Records of labeled points
>> Start

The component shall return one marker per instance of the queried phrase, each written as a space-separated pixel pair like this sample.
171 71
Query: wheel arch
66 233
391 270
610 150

>> End

** Task goal **
Print every line of the listing above without any changes.

** Solution for this task **
The component shall return one marker per instance of the queried phrase, each written as a space-separated pixel pair like this sample.
171 71
Query: wheel arch
66 233
391 270
610 150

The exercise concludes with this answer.